## Extract provided

▬▬▬▬▬▬▬▬▬▬

The US dollar is trading with a consolidative bias this morning, advancing steadily against its major rivals ahead of this week’s thinly-populated data calendar. Treasury yields are up, North American equity futures are positioned for a healthy open, and oil prices are inching higher on a ratcheting up in geopolitical tensions in the Middle East.

Markets are becoming more focused on the risks associated with the upcoming US presidential election. Option prices are beginning to ratchet up around the polling date, trade-sensitive currencies are softening, and ten-year Treasury yields are moving higher at a steady pace, with many market participants expecting a rebound above the 5-percent threshold in the coming months.

But amid all the political noise, it is mostly the American economy’s outperformance that is driving the dollar higher. A series of data releases last week – especially September’s extraordinarily-strong retail sales report – have led to an upward revision in growth expectations, with the Atlanta Fed’s GDPNow forecasting model now estimating a third-quarter expansion nearing the 3.4-percent mark – well above consensus forecasts from a few months ago.

Expectations for an aggressive easing campaign have plunged since the Fed’s September meeting, helping tilt interest rate differentials back toward the dollar. Futures markets are now anticipating less than 6 rate cuts over the next year, down dramatically from just three weeks ago, when at least 8 moves were priced in.

▬▬▬▬▬▬▬▬▬▬

## Problems
a – Answer these questions from the commentary on the US dollar:
(i) What are oil prices inching higher on?
(ii) What third-quarter expansion does the Atlanta Fed's GDPNow model now estimate?
(iii) Three weeks ago, how many rate cuts did futures markets have priced in over the next year?
b – Render this sentence from the US dollar commentary in Spanish: "Markets are becoming more focused on the risks associated with the upcoming US presidential election."
c – Resume the commentary on the US dollar's gains, picking up after its final sentence.

▬▬▬▬▬▬▬▬▬▬

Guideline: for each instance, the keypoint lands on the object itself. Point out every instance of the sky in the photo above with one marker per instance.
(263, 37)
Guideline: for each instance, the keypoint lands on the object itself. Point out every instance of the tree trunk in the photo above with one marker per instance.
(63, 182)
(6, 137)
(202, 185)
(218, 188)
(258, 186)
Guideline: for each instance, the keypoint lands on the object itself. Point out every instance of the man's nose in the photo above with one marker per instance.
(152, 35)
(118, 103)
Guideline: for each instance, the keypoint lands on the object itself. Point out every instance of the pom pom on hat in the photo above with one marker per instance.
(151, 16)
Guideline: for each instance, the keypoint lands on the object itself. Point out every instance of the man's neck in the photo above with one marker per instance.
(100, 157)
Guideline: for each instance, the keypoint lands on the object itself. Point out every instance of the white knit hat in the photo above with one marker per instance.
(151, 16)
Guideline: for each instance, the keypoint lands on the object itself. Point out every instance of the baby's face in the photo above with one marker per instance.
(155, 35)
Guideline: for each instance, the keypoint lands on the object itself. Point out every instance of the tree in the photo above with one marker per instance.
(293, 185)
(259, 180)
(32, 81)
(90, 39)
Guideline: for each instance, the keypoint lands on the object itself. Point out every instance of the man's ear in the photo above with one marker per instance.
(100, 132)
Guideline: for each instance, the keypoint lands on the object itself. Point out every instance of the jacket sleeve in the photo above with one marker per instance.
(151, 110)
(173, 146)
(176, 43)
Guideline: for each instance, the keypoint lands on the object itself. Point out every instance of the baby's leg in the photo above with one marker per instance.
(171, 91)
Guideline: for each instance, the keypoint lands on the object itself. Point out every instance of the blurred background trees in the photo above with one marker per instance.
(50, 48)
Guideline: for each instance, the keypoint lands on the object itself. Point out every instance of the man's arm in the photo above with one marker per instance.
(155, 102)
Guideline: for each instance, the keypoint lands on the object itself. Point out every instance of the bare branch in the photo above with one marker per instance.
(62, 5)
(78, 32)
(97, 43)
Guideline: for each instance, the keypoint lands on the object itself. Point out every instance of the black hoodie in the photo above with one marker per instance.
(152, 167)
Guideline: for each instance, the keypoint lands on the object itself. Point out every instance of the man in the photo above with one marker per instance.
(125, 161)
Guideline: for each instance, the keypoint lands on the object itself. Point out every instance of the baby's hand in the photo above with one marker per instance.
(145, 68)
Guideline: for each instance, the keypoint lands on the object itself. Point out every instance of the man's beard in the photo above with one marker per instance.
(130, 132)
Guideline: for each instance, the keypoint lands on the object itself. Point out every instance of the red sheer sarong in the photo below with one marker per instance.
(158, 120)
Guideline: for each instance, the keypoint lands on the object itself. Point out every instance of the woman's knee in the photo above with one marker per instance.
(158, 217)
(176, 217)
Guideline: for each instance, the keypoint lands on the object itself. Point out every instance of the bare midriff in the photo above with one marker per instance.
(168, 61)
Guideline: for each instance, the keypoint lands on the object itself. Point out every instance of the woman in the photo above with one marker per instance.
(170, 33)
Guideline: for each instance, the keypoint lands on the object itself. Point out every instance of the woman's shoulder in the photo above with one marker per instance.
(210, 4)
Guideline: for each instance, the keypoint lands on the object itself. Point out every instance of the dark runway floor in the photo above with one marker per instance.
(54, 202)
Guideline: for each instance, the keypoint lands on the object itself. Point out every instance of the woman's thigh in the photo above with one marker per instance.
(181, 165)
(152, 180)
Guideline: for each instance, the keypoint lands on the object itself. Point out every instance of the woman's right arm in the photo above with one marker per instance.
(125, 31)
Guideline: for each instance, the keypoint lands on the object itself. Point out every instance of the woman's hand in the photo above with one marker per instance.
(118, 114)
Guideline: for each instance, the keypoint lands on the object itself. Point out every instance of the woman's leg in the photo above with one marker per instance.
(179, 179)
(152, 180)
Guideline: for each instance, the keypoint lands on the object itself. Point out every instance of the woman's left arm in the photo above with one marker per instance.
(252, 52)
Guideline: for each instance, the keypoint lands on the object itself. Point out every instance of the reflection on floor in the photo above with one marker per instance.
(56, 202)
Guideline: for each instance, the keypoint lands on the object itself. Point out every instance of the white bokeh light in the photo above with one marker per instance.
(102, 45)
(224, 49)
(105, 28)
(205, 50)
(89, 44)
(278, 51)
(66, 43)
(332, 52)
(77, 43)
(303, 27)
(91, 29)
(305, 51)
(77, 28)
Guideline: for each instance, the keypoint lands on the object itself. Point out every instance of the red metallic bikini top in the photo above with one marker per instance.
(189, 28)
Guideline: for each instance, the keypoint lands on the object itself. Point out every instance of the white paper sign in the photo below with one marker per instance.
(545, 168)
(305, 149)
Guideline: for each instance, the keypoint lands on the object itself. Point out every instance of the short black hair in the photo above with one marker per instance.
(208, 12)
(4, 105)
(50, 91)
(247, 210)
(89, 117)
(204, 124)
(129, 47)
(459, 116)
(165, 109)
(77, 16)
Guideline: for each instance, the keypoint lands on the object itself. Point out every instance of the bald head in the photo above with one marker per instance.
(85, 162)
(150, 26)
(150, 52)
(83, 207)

▬▬▬▬▬▬▬▬▬▬

## Results of the tasks
a –
(i) A ratcheting up in geopolitical tensions in the Middle East.
(ii) An expansion nearing the 3.4-percent mark.
(iii) At least 8.

b – Los mercados se están centrando cada vez más en los riesgos asociados a las próximas elecciones presidenciales de Estados Unidos.

c –
This seems unlikely to change materially in the week ahead. Wednesday’s Beige Book survey will be scarred by the impact of Hurricanes Helene and Milton, but unaffected states could report stable activity. Thursday’s weekly jobless claims report will also be heavily distorted, meaning that market participants should be well-prepared for a jump in applications. And Friday’s durable goods report might show demand held up in September even as businesses expressed uncertainty ahead of November’s presidential election. Corporate earnings releases should keep risk appetite well-supported.

Against this backdrop, other major currencies will struggle to make headway. The euro – already on the defensive after the European Central Bank cut rates and lowered inflation forecasts last week – looks vulnerable to speculative attack as traders focus on growth risks and brace for more trade friction with the US. The pound looks more fairly valued, but is also vulnerable to downside risk if the economy continues to lose momentum, depressing currently-favourable interest differentials. And yen bulls are a largely-extinct breed after last month’s reversal, with weak growth and inflation seen keeping the exchange rate under pressure for now.

This week could be a Worthwhile Canadian Initiative*: most of North America’s key economic event risks are clustered on the northern side of the 49th Parallel, with Wednesday’s central bank decision offering the greatest potential for volatility in the dollar-Canada exchange rate.

The Bank of Canada is overwhelmingly seen delivering a jumbo-sized rate cut, with 49 basis points in easing already priced into overnight index swap markets. The economy is underperforming the Bank’s early-year projections, unemployment continues to grind higher, and inflation is undershooting expectations, making policymakers likely to seize the opportunity afforded by the Fed’s oversized September move to execute one of their own.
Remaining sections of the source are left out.